- Task item: Reproduce all the entries precisely.

- Records for the task:
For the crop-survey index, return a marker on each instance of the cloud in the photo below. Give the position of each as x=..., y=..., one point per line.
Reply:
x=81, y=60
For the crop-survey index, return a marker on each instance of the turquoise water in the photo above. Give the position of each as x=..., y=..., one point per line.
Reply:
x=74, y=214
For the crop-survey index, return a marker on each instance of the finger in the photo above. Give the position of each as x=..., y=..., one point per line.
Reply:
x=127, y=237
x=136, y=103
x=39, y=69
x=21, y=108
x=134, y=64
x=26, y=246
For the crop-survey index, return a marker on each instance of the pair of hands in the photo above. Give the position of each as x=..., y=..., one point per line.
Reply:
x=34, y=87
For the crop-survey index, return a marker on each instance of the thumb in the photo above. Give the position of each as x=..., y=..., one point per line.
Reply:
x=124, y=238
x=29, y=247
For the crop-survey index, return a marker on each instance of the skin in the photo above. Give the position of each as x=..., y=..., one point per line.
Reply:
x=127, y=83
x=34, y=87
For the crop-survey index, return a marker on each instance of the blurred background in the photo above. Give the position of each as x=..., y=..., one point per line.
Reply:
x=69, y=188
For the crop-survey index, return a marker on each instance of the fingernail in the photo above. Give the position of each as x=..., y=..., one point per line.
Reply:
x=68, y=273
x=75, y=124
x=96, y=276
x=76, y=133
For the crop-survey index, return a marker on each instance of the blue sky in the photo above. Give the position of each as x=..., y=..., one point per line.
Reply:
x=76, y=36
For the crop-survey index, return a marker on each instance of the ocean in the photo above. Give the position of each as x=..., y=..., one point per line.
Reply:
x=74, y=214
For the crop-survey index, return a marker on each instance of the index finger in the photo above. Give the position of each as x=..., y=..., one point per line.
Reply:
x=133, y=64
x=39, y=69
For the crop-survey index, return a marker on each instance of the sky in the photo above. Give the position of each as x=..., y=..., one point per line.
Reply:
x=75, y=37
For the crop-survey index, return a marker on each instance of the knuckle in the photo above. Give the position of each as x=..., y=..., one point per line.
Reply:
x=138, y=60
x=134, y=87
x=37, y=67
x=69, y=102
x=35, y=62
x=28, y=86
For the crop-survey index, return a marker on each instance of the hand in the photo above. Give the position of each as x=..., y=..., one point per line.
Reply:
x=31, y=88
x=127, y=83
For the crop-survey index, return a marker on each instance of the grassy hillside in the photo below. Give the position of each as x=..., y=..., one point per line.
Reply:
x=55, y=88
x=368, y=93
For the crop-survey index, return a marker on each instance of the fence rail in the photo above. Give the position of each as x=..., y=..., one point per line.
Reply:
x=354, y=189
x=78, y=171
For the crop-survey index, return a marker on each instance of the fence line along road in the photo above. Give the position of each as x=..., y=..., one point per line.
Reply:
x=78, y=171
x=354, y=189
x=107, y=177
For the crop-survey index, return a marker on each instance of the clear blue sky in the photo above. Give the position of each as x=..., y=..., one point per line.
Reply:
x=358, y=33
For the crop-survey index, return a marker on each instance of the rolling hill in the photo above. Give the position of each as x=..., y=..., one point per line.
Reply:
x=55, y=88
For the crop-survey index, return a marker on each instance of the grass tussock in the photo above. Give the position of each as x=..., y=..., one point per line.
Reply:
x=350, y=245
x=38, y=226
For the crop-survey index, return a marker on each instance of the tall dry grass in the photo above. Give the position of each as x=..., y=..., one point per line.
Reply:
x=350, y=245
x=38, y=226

- Exercise solution:
For the crop-survey index, return a marker on each instance of the cloud in the photo below. Give the position of each as x=..., y=..., one point per line.
Reply:
x=81, y=60
For the crop-survey index, return a marker on each instance of the turquoise water in the photo above. Give the position of each as x=..., y=..., one point per line.
Reply:
x=74, y=214
For the crop-survey index, return a marker on each instance of the finger in the photo above. Give the position of each as x=..., y=..., one point per line.
Reply:
x=127, y=237
x=136, y=103
x=39, y=69
x=21, y=108
x=134, y=64
x=26, y=246
For the crop-survey index, return a marker on each instance of the pair of hands in the photo above. Give the position of each as x=..., y=..., one point per line.
Reply:
x=34, y=87
For the crop-survey index, return a marker on each instance of the thumb in the photo above. Give the position of each as x=..., y=..., one point per line.
Reply:
x=124, y=238
x=29, y=247
For the crop-survey index, return a marker on each instance of the skin in the photo above. Give the position of each as x=..., y=..., one point per line.
Reply:
x=127, y=83
x=34, y=87
For the crop-survey index, return a marker on each instance of the blurred background in the photo above. Give the position of each as x=..., y=..., one point per line.
Reply:
x=69, y=188
For the crop-survey index, return a marker on each instance of the fingernail in the photo above. Give the position of each as x=..., y=..., one point per line.
Reply:
x=68, y=273
x=75, y=124
x=96, y=276
x=76, y=133
For the crop-survey index, return a marker on each instance of the blue sky in the photo above. Give the position of each as x=..., y=..., one point per line.
Reply:
x=76, y=36
For the crop-survey index, return a marker on each instance of the ocean in the photo above. Give the position of each as x=..., y=..., one point per line.
Reply:
x=74, y=214
For the crop-survey index, return a marker on each instance of the index finger in the photo above. Give the position of each as x=..., y=..., one point per line.
Reply:
x=133, y=64
x=39, y=69
For the crop-survey index, return a marker on each instance of the sky in the photo above. Give the position of each as x=..., y=..., one point per line.
Reply:
x=75, y=37
For the crop-survey index, return a marker on each instance of the knuckle in the photo above. Give the position of each as x=..., y=..., one point per line.
Reply:
x=138, y=60
x=134, y=87
x=37, y=67
x=69, y=102
x=35, y=62
x=28, y=86
For the crop-survey index, return a marker on each instance of the hand in the photo above. Give the position of each as x=..., y=..., one point per line.
Reply:
x=31, y=88
x=127, y=83
For the crop-survey index, return a marker on each instance of the grassy hillside in the photo below. Give the position of each as x=..., y=..., one point per line.
Reply:
x=55, y=88
x=368, y=93
For the crop-survey index, return a marker on each instance of the fence rail in the photo above. Give the position of each as x=..., y=..., one point per line.
Reply:
x=354, y=189
x=78, y=171
For the crop-survey index, return a marker on each instance of the fence line along road in the photo above. Give the position of each as x=..., y=..., one point per line.
Reply:
x=78, y=171
x=354, y=189
x=107, y=177
For the crop-survey index, return a marker on each instance of the clear blue sky in the photo above. Give the position of each as x=..., y=..., one point per line.
Reply:
x=358, y=33
For the crop-survey index, return a marker on each instance of the rolling hill in the photo above. Give the position of each as x=..., y=..., one point per line.
Reply:
x=55, y=88
For the crop-survey index, return a marker on each instance of the grass tussock in the photo above. Give the position of each as x=..., y=..., one point per line.
Reply:
x=350, y=245
x=38, y=226
For the crop-survey index, return a marker on each instance of the tall dry grass in the photo above. Give the position of each as x=..., y=..., one point per line.
Reply:
x=350, y=245
x=38, y=226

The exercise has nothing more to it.